When my very pregnant friend called recently to tell me that she had arranged for her placenta to be encapsulated and invited me to come watch the whole process, it was a dream come true. I had been passively bringing it up in conversation for nine months.
“I heard some ladies like to eat their placentas because it gives them nutrients that they would otherwise lose after giving birth.”
“Oh yeah, they’re like, really nutritious and shit…”
But while I talked confidently about the process with my friend, I had heard stories from other women about bureaucratic nightmares that required paying a coroner to transport the placenta from the hospital to a funeral home, and then convincing the funeral home to “release” the placenta to you, so you can take it back to your house and eat it. The people I had spoken with weren’t Canadian, though, and after doing a bit of research, I learned that our laws here are way more lax—taking your placenta home in Canada is as easy as putting it in a plastic bag and saying "bye". Also, it helps to tell the hospital that it’s for religious purposes. Otherwise they’re all like, “???”
Women choose to consume their placentas, technically known as placentophagy, because giving birth is a painful, kooky process that tends to suck the life out of everyone who experiences it, and the placenta has a buttload of nutrients in it that some say can help curb postpartum depression. Pretty much all other mammals (except for camelids, but I mean, come on, look at them) eat their placentas in a bloody, gore-filled wrath as soon as their babies pop out.
My friend’s placenta, smiling for the camera.
As you can see, placentas are pretty much just as disgusting as any other animal by-product that you would come across in a grocery store. The first steps in preparing it for consumption, I learned, are to remove the umbilical cord and the membrane-sac thingy that held the baby in place, and then drain the veins of excess blood.
Boop. It smelled like metal and pussy.
Stacey, our chef and a former placenta curator from an Amazonian utopia, I’m pretty sure, said that even if the effect her capsules produced was only a placebo, the tedious process was still worth it because postpartum is such a debilitating experience to go through.
As a person who is no stranger to eating her own bodily fluids, it felt really nice to be able to speak with someone who didn’t give a fuck about consuming placentas. She was very knowledgeable and relaxed, with a no-bullshit attitude that made me want to spread the word about weird shit going on in the postnatal health world, even if it is borne out of my own novelty seeking.
After Stacey got my friend’s placenta cleaned up, we put it in this steamer to cook. Then she told us a story about a woman who prepared her placenta in lasagna and shared it with her family as a communal gift. We laughed.
I told Stacy that I was getting hungry, and that I desperately wanted to eat my friend’s placenta. “This isn’t going to do anything for you,” she said. “A woman’s placenta works specifically for her because it’s already prepared with the nutrients that her body needs.”
I was crestfallen, but I knew she was right—every body is different. New mothers are prescribed medications to balance out their hormone levels and bring their energy back up to par, although I don’t think that would be necessary if everyone practiced autocannibalism.
Mmm… baby sacs.
“So, it’s full of iron, eh?” I asked, feeling slightly discomforted by the pungent smell of metal assaulting my olfactory.
“Yeah, it’s loaded with iron,” said Stacey.

Excerpted records:

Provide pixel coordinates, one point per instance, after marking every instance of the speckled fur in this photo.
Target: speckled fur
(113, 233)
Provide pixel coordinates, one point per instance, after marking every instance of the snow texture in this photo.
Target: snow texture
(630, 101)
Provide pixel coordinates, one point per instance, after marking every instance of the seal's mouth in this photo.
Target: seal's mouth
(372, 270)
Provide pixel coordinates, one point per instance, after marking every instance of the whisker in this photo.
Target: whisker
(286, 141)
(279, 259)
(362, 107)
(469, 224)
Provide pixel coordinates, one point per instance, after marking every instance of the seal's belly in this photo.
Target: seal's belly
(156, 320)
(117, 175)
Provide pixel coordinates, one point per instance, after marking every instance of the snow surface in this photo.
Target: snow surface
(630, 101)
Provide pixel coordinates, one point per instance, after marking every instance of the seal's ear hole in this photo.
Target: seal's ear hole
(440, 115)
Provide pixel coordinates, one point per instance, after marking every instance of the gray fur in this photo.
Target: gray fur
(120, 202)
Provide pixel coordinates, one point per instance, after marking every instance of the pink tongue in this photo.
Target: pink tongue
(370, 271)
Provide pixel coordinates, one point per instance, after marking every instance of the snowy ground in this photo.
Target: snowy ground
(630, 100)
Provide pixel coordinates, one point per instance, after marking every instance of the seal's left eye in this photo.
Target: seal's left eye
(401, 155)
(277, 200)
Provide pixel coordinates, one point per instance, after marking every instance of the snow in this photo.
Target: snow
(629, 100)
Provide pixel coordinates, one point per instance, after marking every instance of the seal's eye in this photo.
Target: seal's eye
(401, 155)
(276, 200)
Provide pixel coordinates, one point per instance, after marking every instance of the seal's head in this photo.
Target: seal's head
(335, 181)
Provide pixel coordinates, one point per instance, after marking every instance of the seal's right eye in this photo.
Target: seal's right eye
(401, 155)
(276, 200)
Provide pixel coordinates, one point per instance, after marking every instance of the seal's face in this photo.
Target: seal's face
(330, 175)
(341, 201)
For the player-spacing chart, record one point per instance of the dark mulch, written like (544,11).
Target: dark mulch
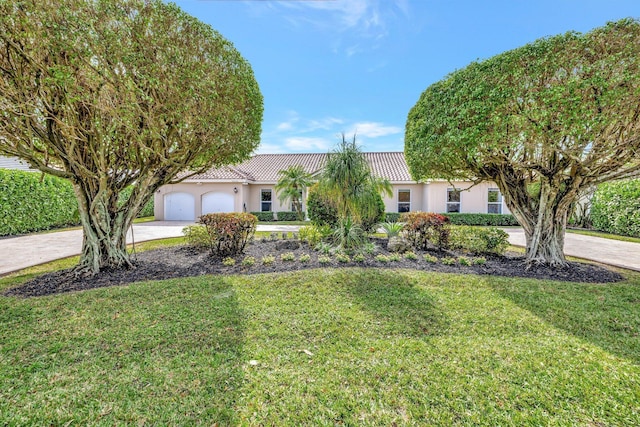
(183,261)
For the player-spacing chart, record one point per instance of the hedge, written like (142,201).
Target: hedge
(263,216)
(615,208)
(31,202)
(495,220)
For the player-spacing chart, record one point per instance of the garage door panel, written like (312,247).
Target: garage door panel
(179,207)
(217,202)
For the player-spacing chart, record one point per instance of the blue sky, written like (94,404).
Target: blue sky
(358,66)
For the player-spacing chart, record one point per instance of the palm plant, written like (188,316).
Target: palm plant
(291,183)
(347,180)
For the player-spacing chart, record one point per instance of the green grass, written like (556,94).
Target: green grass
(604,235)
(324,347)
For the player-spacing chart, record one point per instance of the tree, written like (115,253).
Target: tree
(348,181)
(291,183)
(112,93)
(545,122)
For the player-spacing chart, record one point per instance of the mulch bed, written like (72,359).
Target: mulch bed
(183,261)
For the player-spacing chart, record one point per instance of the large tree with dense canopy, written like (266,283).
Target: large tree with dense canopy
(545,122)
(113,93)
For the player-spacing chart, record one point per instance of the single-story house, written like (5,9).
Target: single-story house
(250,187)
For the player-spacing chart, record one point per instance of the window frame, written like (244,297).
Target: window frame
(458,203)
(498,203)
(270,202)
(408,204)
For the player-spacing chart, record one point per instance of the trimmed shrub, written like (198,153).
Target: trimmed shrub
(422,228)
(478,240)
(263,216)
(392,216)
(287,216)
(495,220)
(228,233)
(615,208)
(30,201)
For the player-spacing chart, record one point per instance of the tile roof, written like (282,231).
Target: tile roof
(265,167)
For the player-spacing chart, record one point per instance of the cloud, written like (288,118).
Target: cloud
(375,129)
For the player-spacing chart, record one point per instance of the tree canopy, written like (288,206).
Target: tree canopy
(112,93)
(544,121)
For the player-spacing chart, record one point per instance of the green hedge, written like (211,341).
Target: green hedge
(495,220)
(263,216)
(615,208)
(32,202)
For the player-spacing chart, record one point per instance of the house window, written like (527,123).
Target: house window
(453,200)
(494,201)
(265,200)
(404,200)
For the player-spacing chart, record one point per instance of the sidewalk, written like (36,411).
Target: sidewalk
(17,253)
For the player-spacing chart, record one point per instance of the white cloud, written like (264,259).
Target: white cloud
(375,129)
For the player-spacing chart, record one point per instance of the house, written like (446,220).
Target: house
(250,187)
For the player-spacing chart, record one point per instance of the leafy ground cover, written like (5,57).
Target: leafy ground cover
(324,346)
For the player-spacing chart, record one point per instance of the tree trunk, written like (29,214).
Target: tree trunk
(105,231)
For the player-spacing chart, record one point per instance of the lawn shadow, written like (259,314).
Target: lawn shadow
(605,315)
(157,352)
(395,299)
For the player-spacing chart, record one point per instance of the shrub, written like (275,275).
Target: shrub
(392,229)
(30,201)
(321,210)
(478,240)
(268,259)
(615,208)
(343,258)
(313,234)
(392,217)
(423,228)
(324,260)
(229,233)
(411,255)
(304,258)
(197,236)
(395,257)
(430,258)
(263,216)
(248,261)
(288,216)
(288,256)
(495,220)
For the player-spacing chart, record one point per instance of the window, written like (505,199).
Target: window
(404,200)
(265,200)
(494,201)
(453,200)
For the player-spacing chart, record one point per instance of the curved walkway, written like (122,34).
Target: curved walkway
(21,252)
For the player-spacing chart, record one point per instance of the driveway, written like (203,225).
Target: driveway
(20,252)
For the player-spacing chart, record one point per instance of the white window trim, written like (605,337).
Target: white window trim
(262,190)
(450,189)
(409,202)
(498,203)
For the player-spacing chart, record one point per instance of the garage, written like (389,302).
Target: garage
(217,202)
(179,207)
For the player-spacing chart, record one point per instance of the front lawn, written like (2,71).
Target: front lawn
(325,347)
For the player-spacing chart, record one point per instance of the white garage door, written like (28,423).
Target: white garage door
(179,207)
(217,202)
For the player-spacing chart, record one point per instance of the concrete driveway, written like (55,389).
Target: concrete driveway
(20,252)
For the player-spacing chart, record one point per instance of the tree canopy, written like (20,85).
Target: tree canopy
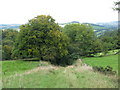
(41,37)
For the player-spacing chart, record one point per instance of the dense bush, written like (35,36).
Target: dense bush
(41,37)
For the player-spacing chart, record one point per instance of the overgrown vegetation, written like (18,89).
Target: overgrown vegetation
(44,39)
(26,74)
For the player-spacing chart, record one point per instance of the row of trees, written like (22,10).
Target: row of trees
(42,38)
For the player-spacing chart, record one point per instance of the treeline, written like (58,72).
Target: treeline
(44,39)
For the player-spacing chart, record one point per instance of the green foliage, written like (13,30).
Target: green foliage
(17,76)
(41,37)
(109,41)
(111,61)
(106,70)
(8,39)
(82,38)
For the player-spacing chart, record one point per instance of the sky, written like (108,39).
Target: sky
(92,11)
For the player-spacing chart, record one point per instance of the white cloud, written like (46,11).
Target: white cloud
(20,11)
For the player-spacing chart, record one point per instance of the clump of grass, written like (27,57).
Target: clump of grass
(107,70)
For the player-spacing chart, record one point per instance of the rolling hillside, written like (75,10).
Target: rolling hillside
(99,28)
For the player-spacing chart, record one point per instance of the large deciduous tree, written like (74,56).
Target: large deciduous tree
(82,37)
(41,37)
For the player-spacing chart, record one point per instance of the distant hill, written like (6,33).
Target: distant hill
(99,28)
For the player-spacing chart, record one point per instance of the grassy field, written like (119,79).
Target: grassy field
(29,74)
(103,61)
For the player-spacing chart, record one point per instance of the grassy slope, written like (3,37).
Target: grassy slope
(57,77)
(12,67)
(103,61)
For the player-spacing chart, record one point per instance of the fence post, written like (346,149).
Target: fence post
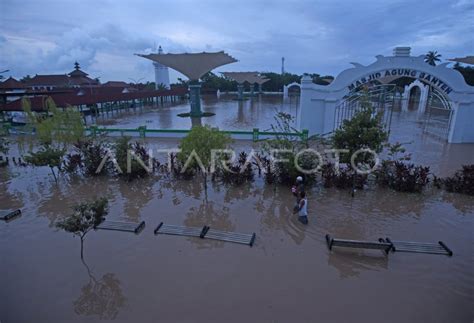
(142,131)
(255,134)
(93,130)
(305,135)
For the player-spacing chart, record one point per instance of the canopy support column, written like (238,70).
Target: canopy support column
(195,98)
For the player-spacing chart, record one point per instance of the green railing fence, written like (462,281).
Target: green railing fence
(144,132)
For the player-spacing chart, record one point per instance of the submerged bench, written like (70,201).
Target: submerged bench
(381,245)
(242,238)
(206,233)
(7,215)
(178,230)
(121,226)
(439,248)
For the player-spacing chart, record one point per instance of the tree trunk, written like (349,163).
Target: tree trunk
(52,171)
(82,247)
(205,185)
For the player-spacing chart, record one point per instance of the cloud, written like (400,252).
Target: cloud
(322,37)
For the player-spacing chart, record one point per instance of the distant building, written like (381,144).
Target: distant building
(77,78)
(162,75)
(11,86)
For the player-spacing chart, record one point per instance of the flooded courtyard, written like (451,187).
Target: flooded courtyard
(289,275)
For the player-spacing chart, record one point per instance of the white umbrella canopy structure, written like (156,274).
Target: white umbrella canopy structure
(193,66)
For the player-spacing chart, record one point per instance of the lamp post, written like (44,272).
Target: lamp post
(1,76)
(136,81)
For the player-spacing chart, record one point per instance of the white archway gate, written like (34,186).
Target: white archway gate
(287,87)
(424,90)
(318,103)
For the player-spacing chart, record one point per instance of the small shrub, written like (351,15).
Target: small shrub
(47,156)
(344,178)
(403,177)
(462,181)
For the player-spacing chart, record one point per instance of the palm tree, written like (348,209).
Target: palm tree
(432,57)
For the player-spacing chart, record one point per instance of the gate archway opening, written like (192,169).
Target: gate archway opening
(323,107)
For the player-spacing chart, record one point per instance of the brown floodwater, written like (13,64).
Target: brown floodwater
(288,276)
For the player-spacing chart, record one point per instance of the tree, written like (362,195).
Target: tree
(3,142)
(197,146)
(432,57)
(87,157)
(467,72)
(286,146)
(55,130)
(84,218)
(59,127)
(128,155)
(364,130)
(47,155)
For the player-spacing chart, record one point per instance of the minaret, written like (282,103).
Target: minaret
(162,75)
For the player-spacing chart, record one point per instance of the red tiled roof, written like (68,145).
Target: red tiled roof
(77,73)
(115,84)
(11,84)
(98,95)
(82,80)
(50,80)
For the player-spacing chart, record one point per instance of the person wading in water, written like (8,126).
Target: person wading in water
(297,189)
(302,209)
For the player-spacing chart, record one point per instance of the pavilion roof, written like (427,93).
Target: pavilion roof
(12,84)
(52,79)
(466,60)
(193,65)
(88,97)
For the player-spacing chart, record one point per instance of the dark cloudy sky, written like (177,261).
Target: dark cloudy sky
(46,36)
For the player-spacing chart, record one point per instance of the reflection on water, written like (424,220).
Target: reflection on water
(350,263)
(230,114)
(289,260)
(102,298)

Exercise description:
Please decide whether each statement below agrees with the placenta article, answering yes or no and quoting the article's words that settle it.
1. Taking a placenta home in Canada requires paying a coroner to transport it.
2. Stacey told the writer that eating the friend's placenta would not do anything for her.
3. The placenta was cooked in an oven.
The entries are separate from the placenta article.

Task result:
1. No: "taking your placenta home in Canada is as easy as putting it in a plastic bag and saying "bye""
2. Yes: "This isn’t going to do anything for you"
3. No: "we put it in this steamer to cook"